• **Task to carry out**: Give back the full material, exactly as it reads.

• **Material**:
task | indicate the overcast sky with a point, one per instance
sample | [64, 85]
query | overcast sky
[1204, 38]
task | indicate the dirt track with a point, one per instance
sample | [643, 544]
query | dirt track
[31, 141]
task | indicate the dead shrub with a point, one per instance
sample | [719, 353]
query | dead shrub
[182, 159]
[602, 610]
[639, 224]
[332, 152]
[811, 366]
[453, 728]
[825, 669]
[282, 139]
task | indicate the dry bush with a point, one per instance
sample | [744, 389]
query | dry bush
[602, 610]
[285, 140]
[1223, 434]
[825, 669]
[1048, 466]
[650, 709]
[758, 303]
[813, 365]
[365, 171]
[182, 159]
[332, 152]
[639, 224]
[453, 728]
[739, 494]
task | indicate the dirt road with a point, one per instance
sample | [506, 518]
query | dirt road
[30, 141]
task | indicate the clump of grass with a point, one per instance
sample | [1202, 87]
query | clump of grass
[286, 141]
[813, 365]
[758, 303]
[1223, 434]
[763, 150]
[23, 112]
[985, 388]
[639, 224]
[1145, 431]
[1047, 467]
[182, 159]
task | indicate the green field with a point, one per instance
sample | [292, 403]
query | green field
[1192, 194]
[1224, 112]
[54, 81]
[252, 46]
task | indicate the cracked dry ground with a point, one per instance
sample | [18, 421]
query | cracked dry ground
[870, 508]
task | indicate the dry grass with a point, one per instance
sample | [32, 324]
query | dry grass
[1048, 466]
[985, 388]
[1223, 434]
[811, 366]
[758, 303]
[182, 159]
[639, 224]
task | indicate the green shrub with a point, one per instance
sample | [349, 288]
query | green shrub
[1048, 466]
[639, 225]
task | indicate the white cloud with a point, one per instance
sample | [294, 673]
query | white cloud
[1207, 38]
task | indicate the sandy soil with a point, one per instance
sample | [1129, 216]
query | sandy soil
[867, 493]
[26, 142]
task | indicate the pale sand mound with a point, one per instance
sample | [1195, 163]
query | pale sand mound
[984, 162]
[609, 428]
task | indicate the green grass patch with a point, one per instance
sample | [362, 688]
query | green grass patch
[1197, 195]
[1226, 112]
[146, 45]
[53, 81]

• **Task answer**:
task | indicate the overcast sky with a point, one per instance
sample | [64, 85]
query | overcast sky
[1204, 38]
task | indicate the dirt track with a point, one per instance
sample | [643, 544]
query | dirt track
[31, 141]
task | indicate the dead shrub with a point, one per instance
sample | [719, 353]
query | dead shrub
[182, 159]
[602, 610]
[639, 224]
[332, 152]
[811, 366]
[453, 728]
[825, 669]
[282, 139]
task | indicate the dry bush with a point, one per instance
sample | [744, 389]
query | dry bush
[602, 610]
[285, 140]
[1223, 434]
[825, 669]
[1048, 466]
[650, 709]
[758, 303]
[813, 365]
[365, 171]
[182, 159]
[332, 152]
[639, 224]
[453, 728]
[739, 494]
task | indicate the dirt road with a point, one per instance
sample | [506, 518]
query | dirt road
[30, 141]
task | indicate the clump of grass with a point, one per instance
sample | [1202, 87]
query | clump of grass
[286, 141]
[813, 365]
[758, 303]
[1223, 434]
[763, 150]
[23, 112]
[985, 388]
[639, 224]
[1145, 431]
[1047, 467]
[182, 159]
task | indicate the green field with a point, one per instance
sample | [292, 403]
query | green field
[1192, 194]
[1224, 112]
[54, 81]
[252, 46]
task | indicate the cracked dry ground with a point, one per instance
sample | [18, 421]
query | cracked dry ground
[870, 508]
task | indicate the dry grass with a point, one per instance
sample | [32, 324]
query | dry grass
[1048, 466]
[985, 388]
[1223, 434]
[811, 366]
[758, 303]
[182, 159]
[639, 224]
task | indicate the green shrub with a point, one per instance
sample | [349, 288]
query | green shrub
[1048, 466]
[639, 225]
task | indicate the white cloud with a point, one per instance
sample | [294, 673]
query | white cloud
[1207, 38]
task | indicate the sandy soil with a point, one per instance
sample | [1129, 216]
query | sandy soil
[867, 493]
[26, 142]
task | indicate the pale sand mound with a point, one per instance
sample | [1195, 163]
query | pale sand mound
[984, 162]
[609, 428]
task | indicate the green grass patch with a point, one per instance
sample | [362, 688]
query | green grass patch
[1197, 195]
[1226, 112]
[146, 45]
[53, 81]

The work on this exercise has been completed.